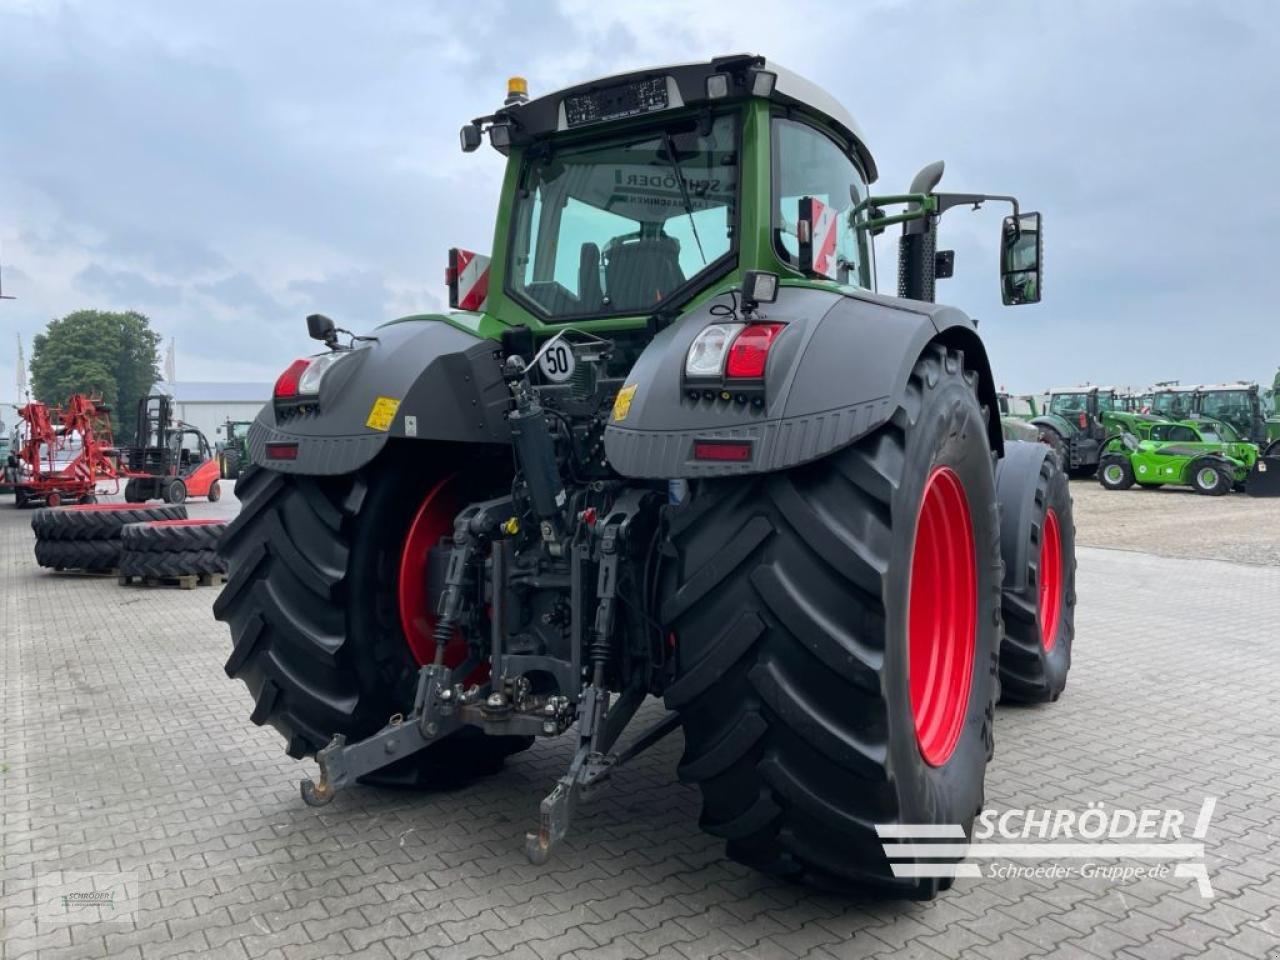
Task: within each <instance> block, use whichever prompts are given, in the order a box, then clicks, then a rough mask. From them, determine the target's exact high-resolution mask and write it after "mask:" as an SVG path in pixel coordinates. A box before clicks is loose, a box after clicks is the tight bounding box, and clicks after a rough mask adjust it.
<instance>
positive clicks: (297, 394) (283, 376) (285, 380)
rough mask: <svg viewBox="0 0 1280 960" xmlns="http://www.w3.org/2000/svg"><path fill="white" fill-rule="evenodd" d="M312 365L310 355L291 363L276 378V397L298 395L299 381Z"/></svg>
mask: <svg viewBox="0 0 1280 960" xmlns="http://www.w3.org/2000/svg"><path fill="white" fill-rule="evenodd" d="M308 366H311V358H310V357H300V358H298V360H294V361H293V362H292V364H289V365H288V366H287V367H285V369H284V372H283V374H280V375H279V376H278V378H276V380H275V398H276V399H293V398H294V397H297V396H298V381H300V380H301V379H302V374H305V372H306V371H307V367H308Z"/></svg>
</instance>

> **What the exercise asks**: Show the lines where the word "clicks" appears in the entries.

> **Expected output**:
Task: within each <instance> block, use whichever prompts are given, in the order a box, then clicks, then a rough mask. From them, determine the target's exact high-resolution mask and write it after "mask:" as an SVG path in pixel coordinates. A box before clicks is loose, a box after clicks is the tight bounding box, and clicks after a rough mask adjust it.
positive clicks: (297, 394) (283, 376) (285, 380)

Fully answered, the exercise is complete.